# Using the information
1 > In the semantic aggregation documentation, which three conditions cause the resolve phase to be skipped?
2 > Transcribe the semantic aggregation documentation word for word between "When fuzzy=True and" and "for future reuse.", inclusive.
3 > Write the next part of the semantic aggregation documentation, picking up after its last line.

When fuzzy=True and no blocking parameters are provided in resolve_kwargs, this method automatically invokes the JoinOptimizer to generate efficient blocking conditions for the resolve phase. The optimizer will suggest blocking thresholds and conditions to improve performance while maintaining the target recall. The optimized configuration will be displayed for future reuse.

The resolve phase is skipped if: - fuzzy=False - reduce_keys=["_all"] - input data has 5 or fewer rows

Parameters:

Name	Type	Description	Default
`reduce_prompt`	`str`	Prompt template for the reduction phase	required
`output_schema`	`dict[str, Any]`	Schema for the final output	required
`fuzzy`	`bool`	Whether to use fuzzy matching for resolution (default: False)	`False`
`comparison_prompt`	`str \| None`	Prompt template for comparing records during resolution	`None`
`resolution_prompt`	`str \| None`	Prompt template for resolving conflicts	`None`
`resolution_output_schema`	`dict[str, Any] \| None`	Schema for resolution output	`None`
`reduce_keys`	`str \| list[str]`	Keys to group by for reduction (default: ["_all"])	`['_all']`
`resolve_kwargs`	`dict[str, Any]`	Additional kwargs for resolve operation: - model: LLM model to use - blocking_threshold: Threshold for blocking optimization - blocking_conditions: Custom blocking conditions - target_recall: Target recall for optimization (default: 0.95) - estimated_selectivity: Estimated match rate - validate: List of validation expressions - num_retries_on_validate_failure: Number of retries - timeout: Timeout in seconds (default: 120) - max_retries_per_timeout: Max retries per timeout (default: 2)	`{}`
`reduce_kwargs`	`dict[str, Any]`	Additional kwargs for reduce operation: - model: LLM model to use - validate: List of validation expressions - num_retries_on_validate_failure: Number of retries - timeout: Timeout in seconds (default: 120) - max_retries_per_timeout: Max retries per timeout (default: 2)	`{}`

Returns:

Type	Description
`DataFrame`	pd.DataFrame: Aggregated DataFrame with columns matching output_schema

Examples:

>>> # Simple aggregation
>>> df.semantic.agg(
...     reduce_prompt="Summarize these items: {{input.text}}",
...     output_schema={"summary": "str"}
... )

>>> # Fuzzy matching with automatic optimization
>>> df.semantic.agg(
...     reduce_prompt="Combine these items: {{input.text}}",
...     output_schema={"combined": "str"},
...     fuzzy=True,
...     comparison_prompt="Are these items similar: {{input1.text}} vs {{input2.text}}",
...     resolution_prompt="Resolve conflicts between: {{items}}",
...     resolution_output_schema={"resolved": "str"}
... )

# Data extracts

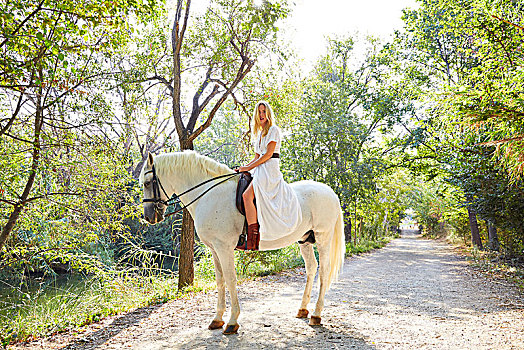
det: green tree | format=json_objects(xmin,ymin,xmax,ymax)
[{"xmin": 0, "ymin": 0, "xmax": 157, "ymax": 252}]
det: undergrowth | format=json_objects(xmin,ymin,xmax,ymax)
[
  {"xmin": 466, "ymin": 247, "xmax": 524, "ymax": 290},
  {"xmin": 0, "ymin": 234, "xmax": 390, "ymax": 347}
]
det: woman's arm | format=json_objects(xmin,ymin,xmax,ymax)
[
  {"xmin": 234, "ymin": 153, "xmax": 260, "ymax": 172},
  {"xmin": 238, "ymin": 141, "xmax": 277, "ymax": 171}
]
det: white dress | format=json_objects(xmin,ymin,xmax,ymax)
[{"xmin": 253, "ymin": 125, "xmax": 302, "ymax": 241}]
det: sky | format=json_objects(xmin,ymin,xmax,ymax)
[{"xmin": 280, "ymin": 0, "xmax": 418, "ymax": 66}]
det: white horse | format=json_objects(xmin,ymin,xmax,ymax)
[{"xmin": 139, "ymin": 151, "xmax": 345, "ymax": 334}]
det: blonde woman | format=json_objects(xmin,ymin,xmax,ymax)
[{"xmin": 237, "ymin": 101, "xmax": 302, "ymax": 250}]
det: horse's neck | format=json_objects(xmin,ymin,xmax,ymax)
[{"xmin": 161, "ymin": 168, "xmax": 211, "ymax": 201}]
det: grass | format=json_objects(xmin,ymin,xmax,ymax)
[
  {"xmin": 463, "ymin": 247, "xmax": 524, "ymax": 290},
  {"xmin": 0, "ymin": 238, "xmax": 390, "ymax": 347}
]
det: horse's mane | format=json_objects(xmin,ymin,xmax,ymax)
[{"xmin": 154, "ymin": 151, "xmax": 233, "ymax": 178}]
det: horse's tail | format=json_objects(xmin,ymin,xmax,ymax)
[{"xmin": 328, "ymin": 203, "xmax": 346, "ymax": 284}]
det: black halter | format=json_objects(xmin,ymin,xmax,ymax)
[{"xmin": 142, "ymin": 165, "xmax": 242, "ymax": 217}]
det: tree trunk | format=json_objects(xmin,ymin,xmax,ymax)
[
  {"xmin": 487, "ymin": 221, "xmax": 500, "ymax": 252},
  {"xmin": 178, "ymin": 140, "xmax": 195, "ymax": 290},
  {"xmin": 0, "ymin": 83, "xmax": 44, "ymax": 251},
  {"xmin": 344, "ymin": 216, "xmax": 351, "ymax": 243},
  {"xmin": 468, "ymin": 206, "xmax": 484, "ymax": 249}
]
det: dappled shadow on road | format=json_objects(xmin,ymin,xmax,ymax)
[
  {"xmin": 62, "ymin": 305, "xmax": 161, "ymax": 350},
  {"xmin": 170, "ymin": 321, "xmax": 376, "ymax": 350},
  {"xmin": 328, "ymin": 232, "xmax": 515, "ymax": 320}
]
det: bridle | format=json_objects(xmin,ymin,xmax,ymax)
[{"xmin": 142, "ymin": 165, "xmax": 242, "ymax": 217}]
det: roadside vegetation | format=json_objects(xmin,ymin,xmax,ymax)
[{"xmin": 0, "ymin": 0, "xmax": 524, "ymax": 345}]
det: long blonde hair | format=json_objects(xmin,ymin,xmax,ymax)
[{"xmin": 253, "ymin": 101, "xmax": 274, "ymax": 137}]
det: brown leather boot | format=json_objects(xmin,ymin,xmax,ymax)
[{"xmin": 247, "ymin": 223, "xmax": 260, "ymax": 250}]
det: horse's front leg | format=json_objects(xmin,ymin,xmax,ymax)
[
  {"xmin": 309, "ymin": 242, "xmax": 331, "ymax": 326},
  {"xmin": 216, "ymin": 247, "xmax": 240, "ymax": 334},
  {"xmin": 208, "ymin": 249, "xmax": 226, "ymax": 329},
  {"xmin": 297, "ymin": 243, "xmax": 318, "ymax": 318}
]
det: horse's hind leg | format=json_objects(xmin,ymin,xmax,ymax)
[
  {"xmin": 208, "ymin": 249, "xmax": 226, "ymax": 329},
  {"xmin": 309, "ymin": 241, "xmax": 331, "ymax": 326},
  {"xmin": 297, "ymin": 243, "xmax": 318, "ymax": 318}
]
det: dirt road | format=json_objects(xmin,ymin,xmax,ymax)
[{"xmin": 12, "ymin": 232, "xmax": 524, "ymax": 350}]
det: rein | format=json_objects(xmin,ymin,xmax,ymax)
[{"xmin": 142, "ymin": 165, "xmax": 242, "ymax": 217}]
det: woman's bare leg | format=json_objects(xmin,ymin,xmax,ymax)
[{"xmin": 242, "ymin": 183, "xmax": 257, "ymax": 225}]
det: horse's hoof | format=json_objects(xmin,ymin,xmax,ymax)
[
  {"xmin": 297, "ymin": 309, "xmax": 309, "ymax": 318},
  {"xmin": 222, "ymin": 324, "xmax": 240, "ymax": 335},
  {"xmin": 309, "ymin": 316, "xmax": 321, "ymax": 326},
  {"xmin": 207, "ymin": 320, "xmax": 224, "ymax": 329}
]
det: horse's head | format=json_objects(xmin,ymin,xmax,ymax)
[{"xmin": 140, "ymin": 153, "xmax": 168, "ymax": 224}]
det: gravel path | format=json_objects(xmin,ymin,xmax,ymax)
[{"xmin": 12, "ymin": 231, "xmax": 524, "ymax": 350}]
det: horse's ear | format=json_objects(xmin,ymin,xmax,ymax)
[{"xmin": 147, "ymin": 152, "xmax": 153, "ymax": 167}]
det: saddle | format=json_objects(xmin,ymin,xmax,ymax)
[
  {"xmin": 235, "ymin": 172, "xmax": 260, "ymax": 250},
  {"xmin": 235, "ymin": 172, "xmax": 316, "ymax": 250}
]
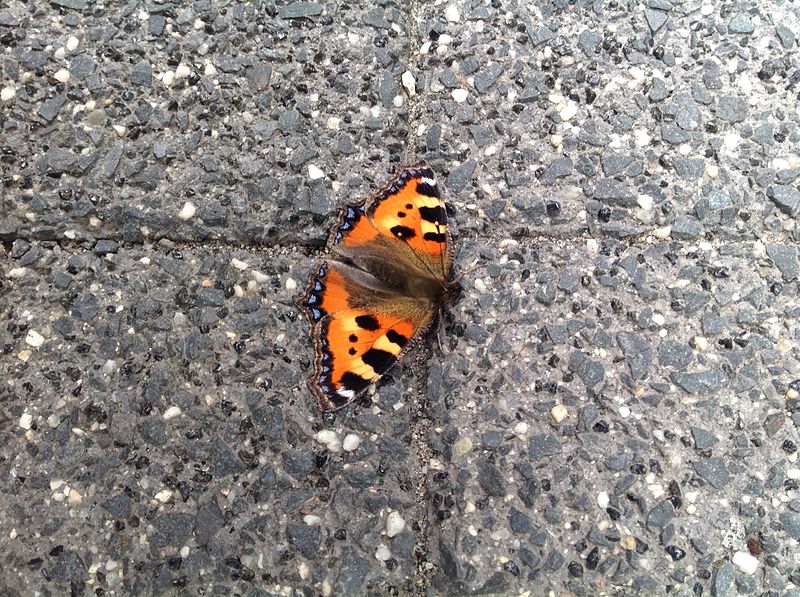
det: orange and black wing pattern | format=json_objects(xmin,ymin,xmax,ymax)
[
  {"xmin": 303, "ymin": 261, "xmax": 435, "ymax": 411},
  {"xmin": 301, "ymin": 163, "xmax": 453, "ymax": 411}
]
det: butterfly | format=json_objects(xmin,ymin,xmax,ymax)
[{"xmin": 299, "ymin": 162, "xmax": 458, "ymax": 412}]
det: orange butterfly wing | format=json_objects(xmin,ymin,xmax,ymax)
[
  {"xmin": 303, "ymin": 261, "xmax": 435, "ymax": 411},
  {"xmin": 301, "ymin": 164, "xmax": 453, "ymax": 411}
]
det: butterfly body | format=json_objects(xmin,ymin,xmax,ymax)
[{"xmin": 301, "ymin": 163, "xmax": 457, "ymax": 411}]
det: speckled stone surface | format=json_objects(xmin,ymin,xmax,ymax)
[{"xmin": 0, "ymin": 0, "xmax": 800, "ymax": 596}]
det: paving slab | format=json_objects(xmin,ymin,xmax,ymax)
[{"xmin": 0, "ymin": 0, "xmax": 800, "ymax": 595}]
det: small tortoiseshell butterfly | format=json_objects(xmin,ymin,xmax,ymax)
[{"xmin": 300, "ymin": 162, "xmax": 457, "ymax": 411}]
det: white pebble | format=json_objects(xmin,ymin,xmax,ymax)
[
  {"xmin": 25, "ymin": 330, "xmax": 44, "ymax": 348},
  {"xmin": 231, "ymin": 258, "xmax": 250, "ymax": 272},
  {"xmin": 308, "ymin": 164, "xmax": 325, "ymax": 180},
  {"xmin": 444, "ymin": 4, "xmax": 461, "ymax": 23},
  {"xmin": 161, "ymin": 406, "xmax": 182, "ymax": 421},
  {"xmin": 175, "ymin": 64, "xmax": 192, "ymax": 79},
  {"xmin": 597, "ymin": 491, "xmax": 611, "ymax": 510},
  {"xmin": 314, "ymin": 429, "xmax": 342, "ymax": 452},
  {"xmin": 19, "ymin": 412, "xmax": 33, "ymax": 429},
  {"xmin": 342, "ymin": 433, "xmax": 361, "ymax": 452},
  {"xmin": 550, "ymin": 404, "xmax": 569, "ymax": 423},
  {"xmin": 178, "ymin": 201, "xmax": 197, "ymax": 220},
  {"xmin": 724, "ymin": 133, "xmax": 742, "ymax": 151},
  {"xmin": 386, "ymin": 511, "xmax": 406, "ymax": 537},
  {"xmin": 558, "ymin": 100, "xmax": 578, "ymax": 122},
  {"xmin": 53, "ymin": 68, "xmax": 70, "ymax": 83},
  {"xmin": 653, "ymin": 226, "xmax": 672, "ymax": 239},
  {"xmin": 628, "ymin": 66, "xmax": 644, "ymax": 83},
  {"xmin": 400, "ymin": 70, "xmax": 417, "ymax": 97},
  {"xmin": 451, "ymin": 88, "xmax": 469, "ymax": 104},
  {"xmin": 633, "ymin": 129, "xmax": 652, "ymax": 147},
  {"xmin": 732, "ymin": 551, "xmax": 758, "ymax": 574}
]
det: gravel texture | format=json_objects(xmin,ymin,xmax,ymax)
[{"xmin": 0, "ymin": 0, "xmax": 800, "ymax": 596}]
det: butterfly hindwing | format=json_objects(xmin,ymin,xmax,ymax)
[{"xmin": 304, "ymin": 261, "xmax": 435, "ymax": 411}]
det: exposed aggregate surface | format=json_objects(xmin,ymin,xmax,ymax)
[{"xmin": 0, "ymin": 0, "xmax": 800, "ymax": 596}]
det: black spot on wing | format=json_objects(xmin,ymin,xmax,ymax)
[
  {"xmin": 361, "ymin": 348, "xmax": 397, "ymax": 375},
  {"xmin": 422, "ymin": 232, "xmax": 447, "ymax": 243},
  {"xmin": 386, "ymin": 330, "xmax": 408, "ymax": 348},
  {"xmin": 356, "ymin": 315, "xmax": 380, "ymax": 332},
  {"xmin": 334, "ymin": 371, "xmax": 369, "ymax": 396},
  {"xmin": 417, "ymin": 182, "xmax": 439, "ymax": 197},
  {"xmin": 419, "ymin": 205, "xmax": 447, "ymax": 225},
  {"xmin": 333, "ymin": 205, "xmax": 364, "ymax": 244},
  {"xmin": 389, "ymin": 225, "xmax": 416, "ymax": 238}
]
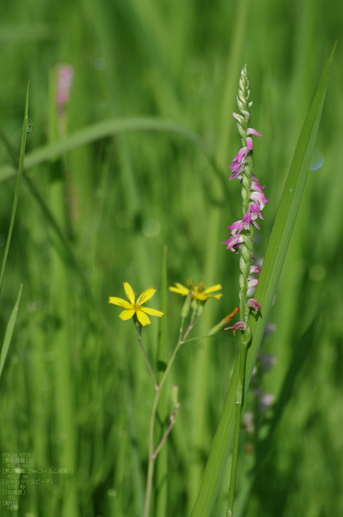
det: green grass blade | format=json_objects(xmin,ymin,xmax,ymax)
[
  {"xmin": 0, "ymin": 83, "xmax": 30, "ymax": 292},
  {"xmin": 0, "ymin": 284, "xmax": 23, "ymax": 377},
  {"xmin": 191, "ymin": 42, "xmax": 337, "ymax": 517},
  {"xmin": 0, "ymin": 117, "xmax": 212, "ymax": 181}
]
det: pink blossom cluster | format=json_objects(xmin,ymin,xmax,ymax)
[
  {"xmin": 223, "ymin": 128, "xmax": 269, "ymax": 253},
  {"xmin": 223, "ymin": 119, "xmax": 269, "ymax": 334}
]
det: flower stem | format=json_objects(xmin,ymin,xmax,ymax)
[
  {"xmin": 227, "ymin": 333, "xmax": 249, "ymax": 517},
  {"xmin": 144, "ymin": 337, "xmax": 183, "ymax": 517},
  {"xmin": 136, "ymin": 322, "xmax": 159, "ymax": 391}
]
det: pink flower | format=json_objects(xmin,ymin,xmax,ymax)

# Answers provided
1 > The resolve phase is skipped when fuzzy=False, when reduce_keys=["_all"], or when the input data has 5 or fewer rows.

2 >
When fuzzy=True and no blocking parameters are provided in resolve_kwargs, this method automatically invokes the JoinOptimizer to generate efficient blocking conditions for the resolve phase. The optimizer will suggest blocking thresholds and conditions to improve performance while maintaining the target recall. The optimized configuration will be displayed for future reuse.

3 >
>>> # Fuzzy matching with manual blocking parameters
>>> df.semantic.agg(
...     reduce_prompt="Combine these items: {{input.text}}",
...     output_schema={"combined": "str"},
...     fuzzy=False,
...     comparison_prompt="Compare items: {{input1.text}} vs {{input2.text}}",
...     resolve_kwargs={
...         "blocking_threshold": 0.8,
...         "blocking_conditions": ["input1.category == input2.category"]
...     }
... )

Source code in docetl/apis/pd_accessors.py

    def agg(
        self,
        *,
        # Reduction phase params (required)
        reduce_prompt: str,
        output_schema: dict[str, Any],
        # Resolution and reduce phase params (optional)
        fuzzy: bool = False,
        comparison_prompt: str | None = None,
        resolution_prompt: str | None = None,
        resolution_output_schema: dict[str, Any] | None = None,
        reduce_keys: str | list[str] = ["_all"],
        resolve_kwargs: dict[str, Any] = {},
        reduce_kwargs: dict[str, Any] = {},
    ) -> pd.DataFrame:
        """
        Semantically aggregate data with optional fuzzy matching.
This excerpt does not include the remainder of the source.